▶ **EXERCISE DETAILS**
The expected output is every entry, repeated word for word.

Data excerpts
=-=-=

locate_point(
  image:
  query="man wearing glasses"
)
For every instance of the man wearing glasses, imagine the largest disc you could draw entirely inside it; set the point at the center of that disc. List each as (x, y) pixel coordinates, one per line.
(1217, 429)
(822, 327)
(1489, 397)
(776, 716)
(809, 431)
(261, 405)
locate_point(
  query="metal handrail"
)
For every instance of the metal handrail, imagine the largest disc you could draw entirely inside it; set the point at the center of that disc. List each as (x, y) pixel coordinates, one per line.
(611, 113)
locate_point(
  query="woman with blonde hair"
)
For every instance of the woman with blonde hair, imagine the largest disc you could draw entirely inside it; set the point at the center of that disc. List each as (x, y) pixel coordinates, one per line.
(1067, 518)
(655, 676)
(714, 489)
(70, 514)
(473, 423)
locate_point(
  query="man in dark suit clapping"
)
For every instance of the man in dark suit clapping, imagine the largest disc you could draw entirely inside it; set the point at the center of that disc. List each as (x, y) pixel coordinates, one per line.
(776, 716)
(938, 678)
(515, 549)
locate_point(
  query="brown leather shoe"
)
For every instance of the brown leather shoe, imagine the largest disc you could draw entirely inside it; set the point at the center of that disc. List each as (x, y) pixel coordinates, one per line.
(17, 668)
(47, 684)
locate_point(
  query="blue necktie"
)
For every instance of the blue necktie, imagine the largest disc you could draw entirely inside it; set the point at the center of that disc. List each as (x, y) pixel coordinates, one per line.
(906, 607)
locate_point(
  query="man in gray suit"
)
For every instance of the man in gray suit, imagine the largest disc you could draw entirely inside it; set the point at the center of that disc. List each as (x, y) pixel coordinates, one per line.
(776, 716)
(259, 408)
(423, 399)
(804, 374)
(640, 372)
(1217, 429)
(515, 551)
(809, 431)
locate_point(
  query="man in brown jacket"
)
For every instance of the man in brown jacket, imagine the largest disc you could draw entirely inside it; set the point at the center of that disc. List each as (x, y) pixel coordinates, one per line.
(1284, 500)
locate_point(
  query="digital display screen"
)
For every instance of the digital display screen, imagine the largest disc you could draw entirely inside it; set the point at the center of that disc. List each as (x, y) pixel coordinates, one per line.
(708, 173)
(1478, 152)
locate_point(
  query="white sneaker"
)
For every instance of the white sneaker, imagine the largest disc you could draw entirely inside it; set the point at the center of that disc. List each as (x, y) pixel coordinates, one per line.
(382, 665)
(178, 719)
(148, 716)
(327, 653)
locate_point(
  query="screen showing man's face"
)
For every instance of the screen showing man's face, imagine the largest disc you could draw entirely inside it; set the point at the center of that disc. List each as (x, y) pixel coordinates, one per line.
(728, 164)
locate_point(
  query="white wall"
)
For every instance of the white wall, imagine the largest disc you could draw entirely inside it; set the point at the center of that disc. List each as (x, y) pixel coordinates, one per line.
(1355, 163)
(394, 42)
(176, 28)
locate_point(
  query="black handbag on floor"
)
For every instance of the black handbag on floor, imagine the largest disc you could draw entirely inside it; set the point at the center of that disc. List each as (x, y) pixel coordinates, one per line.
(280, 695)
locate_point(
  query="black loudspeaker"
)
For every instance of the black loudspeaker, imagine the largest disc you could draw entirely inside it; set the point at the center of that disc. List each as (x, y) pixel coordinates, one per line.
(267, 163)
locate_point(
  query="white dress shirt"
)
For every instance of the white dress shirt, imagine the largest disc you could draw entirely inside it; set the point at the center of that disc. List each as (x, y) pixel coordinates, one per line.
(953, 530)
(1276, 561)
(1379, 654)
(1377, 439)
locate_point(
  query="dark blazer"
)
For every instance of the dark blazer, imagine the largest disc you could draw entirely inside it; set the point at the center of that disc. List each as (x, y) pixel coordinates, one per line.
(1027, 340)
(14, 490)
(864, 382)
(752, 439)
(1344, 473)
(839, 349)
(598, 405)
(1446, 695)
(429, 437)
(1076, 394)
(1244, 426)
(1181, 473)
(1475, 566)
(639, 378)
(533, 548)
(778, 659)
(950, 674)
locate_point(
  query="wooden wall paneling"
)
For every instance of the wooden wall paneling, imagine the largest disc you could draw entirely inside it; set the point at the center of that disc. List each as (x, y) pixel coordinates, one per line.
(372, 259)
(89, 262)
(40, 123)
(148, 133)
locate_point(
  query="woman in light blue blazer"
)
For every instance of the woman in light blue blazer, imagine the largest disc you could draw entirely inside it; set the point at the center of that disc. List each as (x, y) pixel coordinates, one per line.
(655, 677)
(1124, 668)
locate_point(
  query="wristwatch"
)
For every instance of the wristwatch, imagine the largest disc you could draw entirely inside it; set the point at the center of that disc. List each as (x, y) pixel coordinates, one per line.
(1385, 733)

=-=-=

▶ **WRITTEN RESPONSE**
locate_point(
  image:
  query="man wearing glasses"
)
For every instance of the man wearing glasses, imagine the largest disc you could draw entirely inside it; set the point at the center of that disc. List each as (x, y) pixel coordinates, one per line.
(1217, 429)
(822, 327)
(1489, 397)
(776, 716)
(809, 431)
(261, 405)
locate_point(
  query="metal handrail"
)
For every instance of the metal handrail, imagine the largest disc you could draw entirely inside it; set the point at the center of that disc. List each as (x, y) pixel coordinates, one per line.
(611, 113)
locate_point(
  query="woman with blonde hair"
)
For every instance of the woman with blonde hair, imagine the largest disc you could draw entirely inside it; set the point at the center of that disc. List each as (x, y) pixel coordinates, one per line.
(1067, 518)
(655, 676)
(714, 489)
(70, 514)
(473, 423)
locate_point(
  query="man in dark suit clapping"
)
For every instance of the man in dark suit clapping, imagine the largest disc you could draw entirely inside it; set the point at the center of that disc. List each as (x, y) pixel coordinates, one per line.
(776, 716)
(938, 678)
(515, 549)
locate_point(
  query="brown leather shoe"
)
For every instance of the brown leather shoe, imagine the largest disc you could draw entirely inside it; set the point at the center of that disc. List each as (x, y) pixel coordinates, one per line.
(17, 668)
(47, 684)
locate_point(
  query="blue necktie"
)
For every instance of the blue necktie, imagine the largest disc you could draw entirely inside it; set the point at the center of that disc. List each as (x, y) pixel coordinates, one per line.
(906, 607)
locate_point(
  query="man in gray suit"
)
For every instance of the man in gray suit, imagine the largest disc you could draw entirely inside it; set the point at the center of that disc. List each as (x, y) pixel coordinates, one per line.
(776, 716)
(259, 408)
(423, 399)
(804, 374)
(640, 372)
(1217, 429)
(515, 551)
(809, 431)
locate_point(
  query="man in brown jacket"
)
For every instance of the man in brown jacket, imagine the largest disc you could draw entirely inside it; set the point at the center of that disc. List each as (x, y) pixel coordinates, one per line.
(1284, 500)
locate_point(
  query="digital display screen"
)
For every instance of the digital display screen, imagine the largest disc you could draw entirely inside it; set the point at the center of that disc. List each as (x, y) pixel coordinates, one per line.
(708, 173)
(1478, 152)
locate_point(
  query="white sneaker"
)
For every instance of the white sneaker, imagine the largest disc you could draw entirely inside it; set the point at the center of that disc. List each as (x, y) pixel coordinates, one per line.
(382, 665)
(178, 719)
(148, 716)
(327, 653)
locate_point(
  query="screen showing man's face"
)
For every instance of the screen showing man's face, imagine the largest disc you could draw entirely inside it; set the point at the center of that disc. List each as (x, y) pixel coordinates, one per line.
(728, 164)
locate_point(
  query="white wall"
)
For every instance of the white wall, imagine the largest disc you could draw entirely inside it; set the point at the center of that disc. List each as (x, y) pixel coordinates, one per line.
(1355, 163)
(394, 42)
(176, 28)
locate_point(
  query="black handbag on floor"
)
For every instance of the black handbag on floor, imagine the largest disc you could draw entirely inside it; set the point at the center of that disc. List each as (x, y) pixel coordinates, one per line.
(280, 695)
locate_point(
  query="black loudspeaker"
)
For every instance of the black loudspeaker, imagine the largest disc you could draw entirely inside it; set the point at the center of that disc. List each as (x, y) pixel coordinates, one per line.
(267, 163)
locate_point(
  query="white dress shirt"
)
For every instance of the white dress shirt, imagine the largest disc you could draw entirely inside it; set the point at the center of that disc. List each as (x, y) pixel coordinates, one per line.
(953, 530)
(1276, 561)
(1379, 654)
(1377, 439)
locate_point(
  query="dark blazer"
)
For every instance of the dark blazer, imagine the largest disc you could draw entirely inside it; set the point at the center of that disc. List each as (x, y) pixel coordinates, one per line.
(1027, 340)
(14, 490)
(864, 382)
(752, 439)
(1344, 473)
(839, 349)
(598, 405)
(1446, 695)
(429, 437)
(1076, 394)
(1244, 426)
(1181, 473)
(1475, 566)
(639, 378)
(533, 548)
(778, 659)
(950, 674)
locate_point(
  query="wooden wall paneling"
)
For every instance of the wooden wall paneling, imagine the largest disc you could draw entirely inside it; set the point at the center of that disc. List each as (x, y) pixel coordinates, one per line.
(372, 259)
(89, 262)
(40, 123)
(148, 133)
locate_point(
  query="woman in light blue blazer"
)
For every instance of the woman in light blue blazer, imagine the largest disc you could draw entirely inside it; set the point at the center of that disc. List each as (x, y) pixel coordinates, one per line.
(655, 677)
(1124, 668)
locate_point(
  query="wristwatch"
)
For every instance of the wristwatch, imagine the largest disc you could draw entirely inside it; set the point at the center of that disc. List each as (x, y) pixel coordinates, one per line.
(1385, 733)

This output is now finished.